Copy out the records below word for word, starting with the first line and ending with the line that contains "[397,285,408,306]", including that line.

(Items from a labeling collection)
········

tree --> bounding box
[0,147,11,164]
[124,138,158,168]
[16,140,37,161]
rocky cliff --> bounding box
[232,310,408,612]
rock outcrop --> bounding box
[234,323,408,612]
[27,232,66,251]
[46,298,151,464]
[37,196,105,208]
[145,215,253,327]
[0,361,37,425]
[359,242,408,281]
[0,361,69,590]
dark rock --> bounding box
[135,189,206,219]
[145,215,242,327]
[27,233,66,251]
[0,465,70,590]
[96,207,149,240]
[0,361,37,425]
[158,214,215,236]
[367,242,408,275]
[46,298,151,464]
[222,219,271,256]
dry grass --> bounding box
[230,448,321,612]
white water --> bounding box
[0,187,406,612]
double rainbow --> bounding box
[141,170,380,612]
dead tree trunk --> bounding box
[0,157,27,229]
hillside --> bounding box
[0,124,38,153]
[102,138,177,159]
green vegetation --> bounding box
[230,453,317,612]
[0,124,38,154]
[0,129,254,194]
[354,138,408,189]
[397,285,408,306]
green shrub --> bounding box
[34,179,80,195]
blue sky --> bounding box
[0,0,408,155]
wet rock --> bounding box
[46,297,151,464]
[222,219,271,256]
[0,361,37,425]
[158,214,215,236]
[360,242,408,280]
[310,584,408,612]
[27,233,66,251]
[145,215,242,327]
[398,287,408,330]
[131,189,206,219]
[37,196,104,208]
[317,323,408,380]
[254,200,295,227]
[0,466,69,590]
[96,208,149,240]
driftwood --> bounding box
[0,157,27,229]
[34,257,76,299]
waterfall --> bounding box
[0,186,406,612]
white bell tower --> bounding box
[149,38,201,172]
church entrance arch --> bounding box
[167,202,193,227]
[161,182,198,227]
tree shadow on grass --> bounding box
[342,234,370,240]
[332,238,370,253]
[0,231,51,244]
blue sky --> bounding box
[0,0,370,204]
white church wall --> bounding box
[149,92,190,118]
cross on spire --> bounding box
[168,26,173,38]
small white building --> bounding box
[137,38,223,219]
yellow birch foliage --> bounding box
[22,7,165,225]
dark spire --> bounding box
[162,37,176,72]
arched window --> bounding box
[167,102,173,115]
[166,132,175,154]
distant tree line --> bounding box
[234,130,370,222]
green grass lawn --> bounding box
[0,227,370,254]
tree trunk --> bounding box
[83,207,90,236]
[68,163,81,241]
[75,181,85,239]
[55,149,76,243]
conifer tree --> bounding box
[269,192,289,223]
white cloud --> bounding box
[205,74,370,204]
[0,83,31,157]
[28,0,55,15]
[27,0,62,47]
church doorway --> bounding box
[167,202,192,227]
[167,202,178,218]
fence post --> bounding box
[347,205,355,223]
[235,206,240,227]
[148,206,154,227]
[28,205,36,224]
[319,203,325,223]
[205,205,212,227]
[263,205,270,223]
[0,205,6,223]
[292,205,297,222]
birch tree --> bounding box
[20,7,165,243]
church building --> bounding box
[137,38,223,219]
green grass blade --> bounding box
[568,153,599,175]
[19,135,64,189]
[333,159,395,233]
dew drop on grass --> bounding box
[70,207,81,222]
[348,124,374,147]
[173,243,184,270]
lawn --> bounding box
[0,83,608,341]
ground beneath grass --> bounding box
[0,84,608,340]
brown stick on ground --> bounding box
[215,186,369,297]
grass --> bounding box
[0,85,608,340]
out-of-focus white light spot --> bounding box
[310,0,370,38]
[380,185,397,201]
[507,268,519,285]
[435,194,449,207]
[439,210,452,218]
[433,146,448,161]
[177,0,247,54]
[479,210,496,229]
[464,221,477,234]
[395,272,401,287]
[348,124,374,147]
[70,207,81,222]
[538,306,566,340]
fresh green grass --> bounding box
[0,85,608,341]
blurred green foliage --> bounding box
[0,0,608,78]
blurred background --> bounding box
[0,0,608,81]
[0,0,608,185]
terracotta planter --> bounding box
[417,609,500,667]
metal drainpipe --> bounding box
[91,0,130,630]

········

▶ _TASK OUTPUT_:
tree --> bounding box
[0,147,11,164]
[124,138,158,168]
[16,140,37,161]
rocky cliff --> bounding box
[232,310,408,612]
rock outcrop --> bounding box
[234,323,408,612]
[27,232,66,251]
[46,298,151,464]
[37,196,105,208]
[145,215,253,327]
[0,361,37,425]
[359,242,408,281]
[0,361,69,590]
dark rock --> bounding box
[135,189,206,219]
[145,215,242,327]
[27,233,66,251]
[0,465,70,590]
[96,207,149,240]
[0,361,37,425]
[158,214,215,236]
[367,242,408,275]
[46,298,151,464]
[222,219,271,256]
dry grass --> bounding box
[230,448,321,612]
white water --> bounding box
[0,187,406,612]
double rainbow --> bounding box
[141,170,380,612]
dead tree trunk --> bounding box
[0,157,27,229]
hillside --> bounding box
[0,124,38,153]
[102,138,177,159]
green vegetation --> bounding box
[230,453,317,612]
[0,124,38,154]
[0,129,254,194]
[354,138,408,189]
[397,285,408,306]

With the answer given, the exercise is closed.